## SHORT PROBLEM
Quote each record exactly, please, leaving none out.

** BEGIN PROVIDED RECORDS **

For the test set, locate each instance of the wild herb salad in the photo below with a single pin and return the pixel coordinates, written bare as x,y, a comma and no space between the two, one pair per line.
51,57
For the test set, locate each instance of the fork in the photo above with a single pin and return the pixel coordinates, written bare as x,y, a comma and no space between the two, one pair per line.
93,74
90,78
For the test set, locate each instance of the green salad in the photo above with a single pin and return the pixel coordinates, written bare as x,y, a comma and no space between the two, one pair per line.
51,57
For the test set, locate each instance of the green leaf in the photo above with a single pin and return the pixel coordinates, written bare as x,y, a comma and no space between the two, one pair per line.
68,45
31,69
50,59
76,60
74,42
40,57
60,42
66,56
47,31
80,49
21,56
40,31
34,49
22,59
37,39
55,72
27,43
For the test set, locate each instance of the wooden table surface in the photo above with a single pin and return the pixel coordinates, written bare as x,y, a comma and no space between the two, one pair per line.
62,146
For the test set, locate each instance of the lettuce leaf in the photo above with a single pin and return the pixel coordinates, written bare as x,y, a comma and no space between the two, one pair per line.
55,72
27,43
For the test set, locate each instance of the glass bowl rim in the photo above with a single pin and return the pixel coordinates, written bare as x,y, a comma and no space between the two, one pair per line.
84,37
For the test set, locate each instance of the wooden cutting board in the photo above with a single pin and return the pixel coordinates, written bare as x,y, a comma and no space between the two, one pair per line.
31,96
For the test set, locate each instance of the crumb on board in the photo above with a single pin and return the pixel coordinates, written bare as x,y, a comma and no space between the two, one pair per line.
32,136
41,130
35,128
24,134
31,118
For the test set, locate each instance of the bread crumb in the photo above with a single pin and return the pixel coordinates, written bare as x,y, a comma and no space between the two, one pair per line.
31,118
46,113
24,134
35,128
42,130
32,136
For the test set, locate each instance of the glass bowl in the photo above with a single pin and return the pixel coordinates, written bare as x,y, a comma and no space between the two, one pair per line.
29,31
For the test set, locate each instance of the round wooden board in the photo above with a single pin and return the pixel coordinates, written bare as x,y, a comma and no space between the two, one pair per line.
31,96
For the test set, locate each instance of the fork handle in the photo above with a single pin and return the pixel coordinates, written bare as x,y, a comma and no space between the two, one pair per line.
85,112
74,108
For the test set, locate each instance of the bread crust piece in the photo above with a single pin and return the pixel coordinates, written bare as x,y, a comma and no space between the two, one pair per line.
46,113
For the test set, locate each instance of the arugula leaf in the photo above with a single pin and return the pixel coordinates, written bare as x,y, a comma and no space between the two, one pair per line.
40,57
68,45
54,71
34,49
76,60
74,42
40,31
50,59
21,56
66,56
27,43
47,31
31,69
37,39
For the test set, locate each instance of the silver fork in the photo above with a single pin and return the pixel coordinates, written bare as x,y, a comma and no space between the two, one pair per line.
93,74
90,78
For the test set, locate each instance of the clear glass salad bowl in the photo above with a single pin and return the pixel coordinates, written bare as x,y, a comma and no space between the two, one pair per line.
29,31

** END PROVIDED RECORDS **

## ANSWER TO THIS TASK
For the test set, locate each instance of the wild herb salad in the photo below with a single pin and return the pixel coordinates, written bare as x,y, a comma and no space between the two, one pair per line.
51,57
For the test set, locate each instance of the fork in the photo above with a single pin and return the pixel coordinates, written bare as x,y, a comma and no space between the two, one pair per line.
93,74
90,78
For the test set, locate each instance of the green salad in the photo above with a single pin and return the pixel coordinates, written bare as x,y, a comma and no space between the two, one pair per line.
51,57
For the test set, locate each instance of the green leaf in the photo above with a single pin and return the pixel coordinates, written bare as x,y, a comma and no space between the two, one pair per line.
68,45
31,69
50,59
76,60
74,42
40,57
60,42
66,56
47,31
80,49
21,56
40,31
34,49
22,59
37,39
55,72
27,43
For the test set, locate each instance of the wooden table surface in the photo above with a single pin and return the pixel coordinates, written bare as x,y, a comma and no space between the two, one pair per line.
62,146
For the test set, locate each instance of the lettuce leaf in the photo above with a single pin and return the pixel coordinates, written bare as x,y, a comma and no space between the two, one pair per line.
55,72
27,43
For the test set, locate each instance of the glass bowl rim in the photo above with a single pin and return the pixel coordinates, written bare as x,y, a comma and no space between the two, one pair per line.
84,37
For the test set, locate each instance of the wooden cutting board in the photo above with a single pin and return the pixel coordinates, written bare as x,y, a comma and no space between the two, one pair per line.
31,96
For the test set, locate each instance of the crumb on board in the photo above with a single pin and return the pixel coordinates, written bare as x,y, a comma and no space between the two, one pair per line.
32,136
41,130
35,128
24,134
31,118
For the test set, locate each instance of the bread crumb in the photo above with a single pin and return the pixel coordinates, written bare as x,y, a comma and no space between the two, one pair per line.
31,118
46,113
24,134
35,128
42,130
32,136
For the test set, locate each instance of the glass bowl in the photo above with a single pin and return the pixel coordinates, written bare as x,y, a comma and no space between the two, one pair per line.
29,31
For the test set, locate each instance of the round wooden board in the photo above with a single pin and return the pixel coordinates, written bare as x,y, a comma and no space between the two, one pair per line.
31,96
For the test set, locate each instance of the fork handle in the photo above with a single pin and return the pixel coordinates, written bare as x,y, a comma and no space between the two, one pair per line.
85,112
74,108
For the test set, locate each instance of the bread crust piece in the photo above with a single pin and return the pixel coordinates, written bare as x,y, a comma and no space between the two, one pair per line.
46,113
For the test set, locate each instance of the arugula leaf in the photo above with a single pin and return the pixel coordinates, written bare as x,y, a comma and no space between the two, one pair per line.
40,57
68,45
54,71
34,49
76,60
74,42
40,31
50,59
21,56
66,56
27,43
47,31
31,69
37,39
For the test set, locate each instance of the silver fork in the photo above with a single pin and return the pixel coordinates, written bare as x,y, a comma and no space between the two, one pair per line.
93,74
90,78
For the test set, locate each instance of the clear glass salad bowl in the photo above with a single pin and return the pixel coordinates, written bare as x,y, a comma and no space between the two, one pair per line.
29,31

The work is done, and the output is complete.